> _Exercise brief_
Which lines of the entries contain the string "road"? Copy each of them.

╭─ Dataset

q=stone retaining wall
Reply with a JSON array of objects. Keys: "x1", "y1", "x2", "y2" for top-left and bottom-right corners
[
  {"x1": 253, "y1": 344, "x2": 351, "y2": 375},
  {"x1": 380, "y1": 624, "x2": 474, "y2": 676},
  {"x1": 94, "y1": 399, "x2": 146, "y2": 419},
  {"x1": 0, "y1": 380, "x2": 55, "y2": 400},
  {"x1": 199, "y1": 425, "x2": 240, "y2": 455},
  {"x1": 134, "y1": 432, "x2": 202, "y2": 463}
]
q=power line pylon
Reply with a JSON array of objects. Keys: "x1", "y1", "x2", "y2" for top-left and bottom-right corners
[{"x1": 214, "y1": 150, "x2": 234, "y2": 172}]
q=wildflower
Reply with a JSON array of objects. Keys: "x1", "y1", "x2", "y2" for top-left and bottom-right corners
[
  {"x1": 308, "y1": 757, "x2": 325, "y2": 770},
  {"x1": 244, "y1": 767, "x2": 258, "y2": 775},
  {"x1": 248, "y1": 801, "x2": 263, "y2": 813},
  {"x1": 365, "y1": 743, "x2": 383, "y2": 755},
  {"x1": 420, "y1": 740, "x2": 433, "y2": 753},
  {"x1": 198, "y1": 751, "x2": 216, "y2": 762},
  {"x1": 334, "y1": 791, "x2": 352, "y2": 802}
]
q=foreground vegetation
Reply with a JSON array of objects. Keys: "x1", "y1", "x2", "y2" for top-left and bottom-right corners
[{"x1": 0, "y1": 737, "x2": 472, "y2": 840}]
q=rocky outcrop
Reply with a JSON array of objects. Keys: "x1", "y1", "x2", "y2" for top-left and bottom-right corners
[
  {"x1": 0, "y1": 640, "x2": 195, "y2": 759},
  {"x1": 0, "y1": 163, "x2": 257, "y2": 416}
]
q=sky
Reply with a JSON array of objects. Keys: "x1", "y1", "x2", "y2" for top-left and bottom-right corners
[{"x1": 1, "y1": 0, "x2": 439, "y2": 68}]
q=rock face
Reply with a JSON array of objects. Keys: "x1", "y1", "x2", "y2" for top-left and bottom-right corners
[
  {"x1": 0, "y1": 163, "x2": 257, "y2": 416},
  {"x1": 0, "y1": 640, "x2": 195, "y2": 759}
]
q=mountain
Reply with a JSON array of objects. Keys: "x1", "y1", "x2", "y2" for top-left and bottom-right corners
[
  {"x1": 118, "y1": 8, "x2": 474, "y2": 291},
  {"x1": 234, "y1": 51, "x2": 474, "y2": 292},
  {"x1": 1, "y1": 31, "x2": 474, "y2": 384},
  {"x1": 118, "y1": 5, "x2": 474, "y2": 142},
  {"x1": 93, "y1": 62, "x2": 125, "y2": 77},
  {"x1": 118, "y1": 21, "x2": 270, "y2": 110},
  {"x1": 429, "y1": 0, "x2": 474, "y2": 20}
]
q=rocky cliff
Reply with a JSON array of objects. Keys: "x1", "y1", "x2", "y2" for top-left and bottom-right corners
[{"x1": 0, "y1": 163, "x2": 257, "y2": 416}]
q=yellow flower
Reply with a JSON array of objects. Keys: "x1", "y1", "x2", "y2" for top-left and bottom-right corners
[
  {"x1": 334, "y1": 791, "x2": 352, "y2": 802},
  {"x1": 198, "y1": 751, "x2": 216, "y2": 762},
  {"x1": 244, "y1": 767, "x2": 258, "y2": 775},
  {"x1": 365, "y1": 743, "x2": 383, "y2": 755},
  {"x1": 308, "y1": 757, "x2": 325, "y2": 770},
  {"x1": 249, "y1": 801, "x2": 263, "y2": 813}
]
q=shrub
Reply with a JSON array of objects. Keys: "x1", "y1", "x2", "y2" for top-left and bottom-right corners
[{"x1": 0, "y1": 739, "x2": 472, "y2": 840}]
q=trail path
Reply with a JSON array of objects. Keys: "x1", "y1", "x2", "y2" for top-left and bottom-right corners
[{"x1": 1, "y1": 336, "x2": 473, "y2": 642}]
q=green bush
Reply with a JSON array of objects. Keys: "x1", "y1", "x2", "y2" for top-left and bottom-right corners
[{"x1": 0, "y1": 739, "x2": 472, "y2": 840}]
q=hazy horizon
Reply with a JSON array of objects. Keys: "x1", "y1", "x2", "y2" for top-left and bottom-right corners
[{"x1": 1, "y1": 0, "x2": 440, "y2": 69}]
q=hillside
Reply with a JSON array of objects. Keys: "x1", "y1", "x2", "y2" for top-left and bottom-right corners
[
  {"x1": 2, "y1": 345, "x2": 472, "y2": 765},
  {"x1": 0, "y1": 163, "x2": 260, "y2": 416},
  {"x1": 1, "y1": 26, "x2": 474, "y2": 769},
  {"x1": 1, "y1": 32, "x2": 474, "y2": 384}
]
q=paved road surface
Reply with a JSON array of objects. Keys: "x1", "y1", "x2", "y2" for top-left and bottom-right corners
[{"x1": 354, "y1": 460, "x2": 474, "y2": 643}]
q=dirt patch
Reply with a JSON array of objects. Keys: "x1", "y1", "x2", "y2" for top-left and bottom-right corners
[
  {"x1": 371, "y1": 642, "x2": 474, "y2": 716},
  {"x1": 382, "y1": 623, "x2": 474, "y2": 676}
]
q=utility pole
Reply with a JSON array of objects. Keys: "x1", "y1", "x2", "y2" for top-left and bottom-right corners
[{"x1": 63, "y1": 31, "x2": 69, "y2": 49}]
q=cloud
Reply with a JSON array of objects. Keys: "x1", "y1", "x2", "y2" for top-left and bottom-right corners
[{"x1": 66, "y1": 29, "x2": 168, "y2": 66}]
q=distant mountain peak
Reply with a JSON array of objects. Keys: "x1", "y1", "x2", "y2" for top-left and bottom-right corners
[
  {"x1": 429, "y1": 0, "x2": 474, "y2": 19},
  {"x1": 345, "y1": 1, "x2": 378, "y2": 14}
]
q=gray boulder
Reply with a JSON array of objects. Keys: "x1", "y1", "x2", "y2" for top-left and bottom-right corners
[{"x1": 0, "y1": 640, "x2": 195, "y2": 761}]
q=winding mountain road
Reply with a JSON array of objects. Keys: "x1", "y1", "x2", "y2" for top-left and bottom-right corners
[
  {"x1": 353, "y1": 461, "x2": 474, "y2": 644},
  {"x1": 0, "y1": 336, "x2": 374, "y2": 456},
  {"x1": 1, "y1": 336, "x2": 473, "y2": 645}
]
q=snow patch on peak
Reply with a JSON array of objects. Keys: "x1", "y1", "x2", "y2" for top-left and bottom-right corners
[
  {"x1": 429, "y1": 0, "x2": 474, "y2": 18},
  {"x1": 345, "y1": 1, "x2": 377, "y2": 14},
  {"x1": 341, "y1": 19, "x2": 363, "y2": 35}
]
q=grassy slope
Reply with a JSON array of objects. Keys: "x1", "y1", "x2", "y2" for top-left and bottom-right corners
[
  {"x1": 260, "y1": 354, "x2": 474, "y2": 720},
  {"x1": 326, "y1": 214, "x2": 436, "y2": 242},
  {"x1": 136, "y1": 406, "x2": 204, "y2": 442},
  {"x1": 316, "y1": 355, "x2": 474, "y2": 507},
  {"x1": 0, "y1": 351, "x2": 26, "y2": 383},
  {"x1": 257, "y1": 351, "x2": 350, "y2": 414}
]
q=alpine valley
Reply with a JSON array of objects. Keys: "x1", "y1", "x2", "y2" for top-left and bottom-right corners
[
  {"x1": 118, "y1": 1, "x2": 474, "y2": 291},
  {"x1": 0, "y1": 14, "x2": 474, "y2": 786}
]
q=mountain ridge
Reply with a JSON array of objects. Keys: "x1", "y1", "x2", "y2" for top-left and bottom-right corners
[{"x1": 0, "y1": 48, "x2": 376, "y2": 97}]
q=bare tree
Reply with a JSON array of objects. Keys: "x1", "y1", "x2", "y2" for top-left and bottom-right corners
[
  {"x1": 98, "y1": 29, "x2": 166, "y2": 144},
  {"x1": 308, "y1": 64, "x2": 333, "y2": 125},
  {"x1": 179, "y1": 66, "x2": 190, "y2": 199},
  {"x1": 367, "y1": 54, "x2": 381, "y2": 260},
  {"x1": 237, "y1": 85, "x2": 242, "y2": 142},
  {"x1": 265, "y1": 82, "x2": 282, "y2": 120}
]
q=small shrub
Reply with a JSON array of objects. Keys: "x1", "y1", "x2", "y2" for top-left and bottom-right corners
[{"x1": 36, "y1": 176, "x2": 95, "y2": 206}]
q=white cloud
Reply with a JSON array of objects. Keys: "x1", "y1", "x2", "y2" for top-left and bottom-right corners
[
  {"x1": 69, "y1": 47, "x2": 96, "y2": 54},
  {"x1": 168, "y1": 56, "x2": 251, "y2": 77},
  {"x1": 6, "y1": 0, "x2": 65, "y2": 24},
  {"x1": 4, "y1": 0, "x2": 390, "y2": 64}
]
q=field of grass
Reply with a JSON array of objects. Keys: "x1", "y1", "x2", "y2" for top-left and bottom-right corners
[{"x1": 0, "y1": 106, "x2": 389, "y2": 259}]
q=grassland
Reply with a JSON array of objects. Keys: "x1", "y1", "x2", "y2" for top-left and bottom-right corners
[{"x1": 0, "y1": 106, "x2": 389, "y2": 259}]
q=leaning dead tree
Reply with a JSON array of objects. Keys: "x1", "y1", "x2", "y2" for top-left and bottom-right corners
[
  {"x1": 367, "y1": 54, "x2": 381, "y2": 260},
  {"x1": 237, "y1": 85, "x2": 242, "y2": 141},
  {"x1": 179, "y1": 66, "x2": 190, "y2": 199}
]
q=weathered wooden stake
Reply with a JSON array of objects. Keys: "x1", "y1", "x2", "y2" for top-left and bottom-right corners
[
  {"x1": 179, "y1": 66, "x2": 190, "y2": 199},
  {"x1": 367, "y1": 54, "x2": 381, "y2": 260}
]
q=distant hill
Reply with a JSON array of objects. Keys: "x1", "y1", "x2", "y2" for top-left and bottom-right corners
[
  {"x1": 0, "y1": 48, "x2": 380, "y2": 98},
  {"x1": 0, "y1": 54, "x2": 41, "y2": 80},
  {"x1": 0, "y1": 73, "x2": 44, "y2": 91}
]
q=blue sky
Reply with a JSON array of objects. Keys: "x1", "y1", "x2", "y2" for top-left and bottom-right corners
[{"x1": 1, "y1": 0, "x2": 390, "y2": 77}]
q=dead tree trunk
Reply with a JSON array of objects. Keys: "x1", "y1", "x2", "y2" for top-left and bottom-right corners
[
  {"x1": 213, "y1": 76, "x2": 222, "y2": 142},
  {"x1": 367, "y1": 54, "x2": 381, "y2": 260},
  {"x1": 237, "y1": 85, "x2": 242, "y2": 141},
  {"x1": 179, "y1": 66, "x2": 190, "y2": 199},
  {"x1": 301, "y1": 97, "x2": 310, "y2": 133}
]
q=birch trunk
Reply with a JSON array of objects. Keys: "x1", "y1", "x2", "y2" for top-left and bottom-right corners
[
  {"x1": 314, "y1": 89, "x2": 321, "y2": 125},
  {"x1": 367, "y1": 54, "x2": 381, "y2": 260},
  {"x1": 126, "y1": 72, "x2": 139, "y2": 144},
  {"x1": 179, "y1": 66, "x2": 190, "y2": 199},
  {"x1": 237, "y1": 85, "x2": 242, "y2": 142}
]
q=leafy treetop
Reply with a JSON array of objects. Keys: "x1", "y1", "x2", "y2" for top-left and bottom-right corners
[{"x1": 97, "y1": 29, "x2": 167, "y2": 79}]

╰─

> _Exercise output_
q=paved road surface
q=winding mountain road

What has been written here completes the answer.